TRAVAIL DEMANDÉ:
A) Dans le texte proposé, qu'annonce le compagnon de la défunte au sujet de ses obsèques ?
B) Recopiez le texte proposé depuis « Et puis là, auourd'hui, son » jusqu'à « vers les solutions) », en remplaçant « compagnon » par « conjoint ».

+++ TEXTE PROPOSÉ

Il y a eu des avocats, des échanges que l'on qualifierait de sourds plutôt que de singes, et au final, aucune solution de trouvé avant que n'éclate une nouvelle bulle dans sa vie déjà tant saccagée. La maladie. Une fois de plus. Comme un fardeau que l'on se passe de mains en mains, jusqu'aux siennes "enfin". Plus la force, plus les finances, elle préfère oublier. Voilà l'affreuse conséquence de cette bulle de présent qui lui hurle, bien que vivante encore, que jamais elle n'aura sa place, en paix, auprès de son enfant.

 ...

Je n'ai jamais été autant soulagée que ce jour, d'avoir à préparer autant de papiers, réunis autour d'une défunte que j'avais appris de loin en loin à connaître avant ça. Et pour qui je souffrais un peu en silence parfois. De me sentir si peu utile, si faible devant ses questions, si petite devant ses détresses.

Ça a commencé comme un mauvais film, un truc estampillé "mal fini mais on fera avec hein"
Il y a quelques années elle avait demandé, si elle renouvelait "sa" concessoin...est ce qu'elle aurait quand même le droit d'être inhumée auprès de sa fille ? "Je sais l'absence de place restante, mais si vraiment il le fallait...si j'envisageais alors ...une crémation ? Mes cendres auraient-elles le droit ? Sauront-elles trouver la place ?..."

   [spoiler : la réponse est oui. Quelque soit la place restante dans une concession, si tu as légalement le droit ou l'autorisation d'y être inhumée, ton urne  y trouvera toujours un espace. C'est pas pour la place que ça prend hein]

Et puis là, auourd'hui, son compagnon qui nous dit que non. Elle sera pas incinérée. C'est comme ça, y'a pas à tortiller (de toutes façons on ne tortille jamais avec mes familles. On se dit les choses, et ensemble on avance vers les solutions)

++++++
+++ EXTRAIT DES DONNÉES

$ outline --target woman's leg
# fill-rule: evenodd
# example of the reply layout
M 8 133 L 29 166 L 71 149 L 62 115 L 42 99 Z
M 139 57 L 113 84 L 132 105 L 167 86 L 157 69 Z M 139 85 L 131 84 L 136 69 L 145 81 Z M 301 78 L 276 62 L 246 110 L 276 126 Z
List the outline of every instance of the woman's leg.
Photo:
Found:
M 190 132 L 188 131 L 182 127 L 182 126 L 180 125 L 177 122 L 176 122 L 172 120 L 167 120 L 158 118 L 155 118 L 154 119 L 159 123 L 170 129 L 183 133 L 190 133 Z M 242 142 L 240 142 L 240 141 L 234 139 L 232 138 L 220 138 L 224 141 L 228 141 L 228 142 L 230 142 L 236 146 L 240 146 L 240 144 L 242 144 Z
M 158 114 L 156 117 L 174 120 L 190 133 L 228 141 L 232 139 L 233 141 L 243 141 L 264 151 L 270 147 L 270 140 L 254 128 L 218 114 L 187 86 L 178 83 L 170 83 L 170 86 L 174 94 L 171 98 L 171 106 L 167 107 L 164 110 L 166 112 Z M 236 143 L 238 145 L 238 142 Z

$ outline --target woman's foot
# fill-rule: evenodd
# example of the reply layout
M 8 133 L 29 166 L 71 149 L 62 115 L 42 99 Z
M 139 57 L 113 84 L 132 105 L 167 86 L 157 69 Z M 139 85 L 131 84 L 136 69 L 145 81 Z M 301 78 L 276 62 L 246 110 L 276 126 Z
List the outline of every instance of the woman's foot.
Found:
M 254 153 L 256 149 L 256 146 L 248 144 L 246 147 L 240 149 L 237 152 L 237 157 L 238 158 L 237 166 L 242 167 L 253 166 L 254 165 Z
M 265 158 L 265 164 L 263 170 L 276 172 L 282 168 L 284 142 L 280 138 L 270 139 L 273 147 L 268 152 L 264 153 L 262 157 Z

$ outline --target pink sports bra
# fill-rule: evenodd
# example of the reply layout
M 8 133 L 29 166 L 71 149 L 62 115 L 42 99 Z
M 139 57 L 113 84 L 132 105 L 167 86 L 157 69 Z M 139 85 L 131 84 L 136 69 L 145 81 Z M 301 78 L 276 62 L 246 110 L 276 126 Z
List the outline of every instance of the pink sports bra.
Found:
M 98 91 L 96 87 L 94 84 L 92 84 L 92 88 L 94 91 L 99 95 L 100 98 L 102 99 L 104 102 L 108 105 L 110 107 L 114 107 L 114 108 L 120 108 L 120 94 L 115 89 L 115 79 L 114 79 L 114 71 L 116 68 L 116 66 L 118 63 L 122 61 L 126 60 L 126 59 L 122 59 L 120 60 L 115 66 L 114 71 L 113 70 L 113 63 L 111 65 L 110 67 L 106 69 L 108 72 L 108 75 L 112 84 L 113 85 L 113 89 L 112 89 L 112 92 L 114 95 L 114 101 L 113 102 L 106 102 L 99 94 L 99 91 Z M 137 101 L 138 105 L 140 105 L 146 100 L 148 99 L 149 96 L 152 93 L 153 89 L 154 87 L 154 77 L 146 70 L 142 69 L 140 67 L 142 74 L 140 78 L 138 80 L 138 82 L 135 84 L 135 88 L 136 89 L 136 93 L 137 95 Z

++++++

CORRIGÉ DE L'EXERCICE:
A) Il annonce qu'elle ne sera pas incinérée.

B)
Et puis là, auourd'hui, son conjoint qui nous dit que non. Elle sera pas incinérée. C'est comme ça, y'a pas à tortiller (de toutes façons on ne tortille jamais avec mes familles. On se dit les choses, et ensemble on avance vers les solutions)